-- Reading text --
A WHR system for a vehicle comprising a combustion engine and a hydraulic retarder BACKGROUND OF THE INVENTION AND PRIOR ART The present invention relates to a WHR system for a vehicle comprising a combustion engine and a hydraulic retarder according to the preamble of claim 1. The present invention also relates to a vehicle comprising a WHR system.

A WHR system (Waste Heat Recovery System) can be used in vehicles for recovering waste thermal energy and convert it to mechanical energy or electric energy. A WHR system includes a pump which pressurizes and circulates a working medium in a closed circuit. The circuit comprises an evaporator where the working medium is heated and evaporated by a heat source such as, for example, the exhaust gases from a combustion engine. The pressurized and heated gaseous working medium is directed to an expander where it expands. The expander generates mechanical energy which can be used to operate the vehicle or apparatuses on the vehicle. Alternatively, the expander is connected to a generator generating electric energy. The working medium leaving the expander is directed to a condenser. The working medium is cooled in the condenser to a temperature at which it condenses. The liquefied working medium is redirected to the pump which pressurizes the working medium. Thus, the waste heat energy from, for example, the exhaust gases from a combustion engine in a vehicle can be recovered by means of a WHR-system. Consequently, a WHR-system can reduce the fuel consumption of a combustion engine.

Heavy vehicles are often equipped with one or several supplementary brakes in order to reduce wear on the ordinary wheel brakes of the vehicle. Such a supplementary brake may be a hydraulic retarder. A hydraulic retarder comprises a toroidal chamber defined by a static vane and a dynamic vane which is connected to the wheels to be braked. A fluid is supplied to the toroidal chamber during activation of the retarder. The viscous drag forces between dynamic vane and static vane provides retardation of the dynamic vane and the wheels. During the braking process, the fluid obtains a rapid heating. The fluid may be heated to a temperature of about 300°C before it leaves the retarder. The hot fluid leaving the retarder is led to a retarder cooler where it is cooled by coolant circulating in a cooling system of the vehicle. In this case, the heat energy generated during the braking process is dissipated, via a radiator of the cooling system, to ambient air.

-- Work instruction --
Extend the patent background on WHR systems and hydraulic retarders, picking up right after its final sentence.

-- Data extract --
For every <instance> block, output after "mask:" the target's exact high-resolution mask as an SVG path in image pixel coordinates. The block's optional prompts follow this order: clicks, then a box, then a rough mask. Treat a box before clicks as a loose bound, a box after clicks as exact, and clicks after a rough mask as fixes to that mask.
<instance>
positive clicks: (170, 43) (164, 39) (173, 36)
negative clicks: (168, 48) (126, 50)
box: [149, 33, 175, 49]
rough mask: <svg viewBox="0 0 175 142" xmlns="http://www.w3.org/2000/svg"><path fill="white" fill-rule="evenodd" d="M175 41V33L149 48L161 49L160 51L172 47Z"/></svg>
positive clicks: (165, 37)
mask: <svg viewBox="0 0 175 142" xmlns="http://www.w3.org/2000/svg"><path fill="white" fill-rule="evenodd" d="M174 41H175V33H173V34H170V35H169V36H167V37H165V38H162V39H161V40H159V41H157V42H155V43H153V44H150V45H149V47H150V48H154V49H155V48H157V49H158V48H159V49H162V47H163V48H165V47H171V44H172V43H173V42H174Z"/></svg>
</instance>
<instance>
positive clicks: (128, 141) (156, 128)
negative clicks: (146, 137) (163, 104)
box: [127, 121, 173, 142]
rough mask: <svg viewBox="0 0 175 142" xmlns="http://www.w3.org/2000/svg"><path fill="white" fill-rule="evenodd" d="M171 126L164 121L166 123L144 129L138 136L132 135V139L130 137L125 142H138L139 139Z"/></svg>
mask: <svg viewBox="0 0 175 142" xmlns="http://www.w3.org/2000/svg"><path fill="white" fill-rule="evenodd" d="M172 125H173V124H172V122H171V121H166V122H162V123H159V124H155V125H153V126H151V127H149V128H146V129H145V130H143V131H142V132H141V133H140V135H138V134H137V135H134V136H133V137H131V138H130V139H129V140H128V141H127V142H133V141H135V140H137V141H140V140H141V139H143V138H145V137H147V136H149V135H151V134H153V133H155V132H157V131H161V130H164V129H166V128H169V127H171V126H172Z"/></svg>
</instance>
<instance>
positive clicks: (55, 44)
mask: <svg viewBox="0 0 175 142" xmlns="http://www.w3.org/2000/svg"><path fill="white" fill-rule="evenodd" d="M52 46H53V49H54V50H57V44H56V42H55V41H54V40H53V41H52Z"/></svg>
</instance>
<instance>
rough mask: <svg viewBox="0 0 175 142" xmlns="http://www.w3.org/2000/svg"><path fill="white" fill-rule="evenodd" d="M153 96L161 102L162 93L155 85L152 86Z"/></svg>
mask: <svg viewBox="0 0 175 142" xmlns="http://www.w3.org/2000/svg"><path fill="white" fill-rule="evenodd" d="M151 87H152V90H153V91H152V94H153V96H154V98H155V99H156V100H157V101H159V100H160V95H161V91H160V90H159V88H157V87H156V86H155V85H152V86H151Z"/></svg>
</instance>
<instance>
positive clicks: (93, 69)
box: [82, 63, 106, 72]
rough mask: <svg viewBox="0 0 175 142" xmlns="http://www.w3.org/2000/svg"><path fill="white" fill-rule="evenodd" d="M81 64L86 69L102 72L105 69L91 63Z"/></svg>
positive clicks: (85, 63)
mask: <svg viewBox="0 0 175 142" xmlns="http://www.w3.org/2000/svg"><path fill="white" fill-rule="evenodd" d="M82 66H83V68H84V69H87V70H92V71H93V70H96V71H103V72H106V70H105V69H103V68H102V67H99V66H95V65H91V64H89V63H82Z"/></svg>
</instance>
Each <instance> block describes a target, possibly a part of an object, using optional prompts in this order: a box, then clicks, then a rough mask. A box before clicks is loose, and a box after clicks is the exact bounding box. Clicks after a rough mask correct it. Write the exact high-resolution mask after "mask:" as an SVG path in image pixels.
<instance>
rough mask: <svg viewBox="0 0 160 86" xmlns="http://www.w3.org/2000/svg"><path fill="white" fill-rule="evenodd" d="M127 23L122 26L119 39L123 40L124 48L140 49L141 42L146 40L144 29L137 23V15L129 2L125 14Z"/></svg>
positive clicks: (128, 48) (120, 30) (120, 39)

-- Exercise response --
JP 2010077901 shows a waste heat recovery device for a vehicle. The device comprises a first cooling water heater heating water of a cooling water circuit by heat of a retarder and a second cooling water heater heating the cooling water of the cooling water circuit by exhaust gas of an engine. The water of the cooling water circuit is made to flow to the first cooling water heater when the retarder operates and to the second cooling water heater when the retarder does not operate. The absorbed heat is used for a Rankine cycle.

SUMMARY OF THE INVENTION The object of the present invention is to provide a WHR system for a vehicle which is able to utilize heat energy from the exhaust gases of a combustion engine as well as heat energy from a hydraulic retarder and convert the heat energy to mechanical energy for propulsion of the vehicle.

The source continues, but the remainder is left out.